#### Information provided ####

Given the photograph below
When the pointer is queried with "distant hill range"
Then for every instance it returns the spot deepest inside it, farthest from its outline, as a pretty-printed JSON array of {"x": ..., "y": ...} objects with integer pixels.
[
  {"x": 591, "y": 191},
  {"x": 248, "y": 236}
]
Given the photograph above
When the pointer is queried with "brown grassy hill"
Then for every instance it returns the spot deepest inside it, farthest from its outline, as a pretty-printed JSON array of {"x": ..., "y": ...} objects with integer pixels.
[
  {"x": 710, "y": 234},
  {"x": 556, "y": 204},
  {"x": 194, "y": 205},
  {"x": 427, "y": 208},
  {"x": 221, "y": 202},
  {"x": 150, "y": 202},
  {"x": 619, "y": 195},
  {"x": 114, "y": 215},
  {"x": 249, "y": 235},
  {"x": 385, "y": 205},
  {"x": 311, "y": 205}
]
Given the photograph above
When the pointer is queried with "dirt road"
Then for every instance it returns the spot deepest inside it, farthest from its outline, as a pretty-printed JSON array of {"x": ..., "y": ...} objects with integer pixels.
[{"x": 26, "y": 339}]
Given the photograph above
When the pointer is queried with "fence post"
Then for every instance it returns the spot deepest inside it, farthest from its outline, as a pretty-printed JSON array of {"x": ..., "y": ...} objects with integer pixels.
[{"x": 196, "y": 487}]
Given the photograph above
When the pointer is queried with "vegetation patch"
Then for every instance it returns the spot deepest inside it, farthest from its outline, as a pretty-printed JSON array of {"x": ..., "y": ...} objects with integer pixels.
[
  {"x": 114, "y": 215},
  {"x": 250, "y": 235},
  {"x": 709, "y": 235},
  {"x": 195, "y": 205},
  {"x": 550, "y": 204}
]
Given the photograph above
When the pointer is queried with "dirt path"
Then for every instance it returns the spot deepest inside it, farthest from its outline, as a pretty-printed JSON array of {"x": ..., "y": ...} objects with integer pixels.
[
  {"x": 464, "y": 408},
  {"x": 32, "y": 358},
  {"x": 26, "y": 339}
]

####

Only lines with the word "hill" are wanted; pull each of them from the records.

» **Response**
When the pointer is queried with "distant hill range"
When the pointer is queried with "brown grassy hill"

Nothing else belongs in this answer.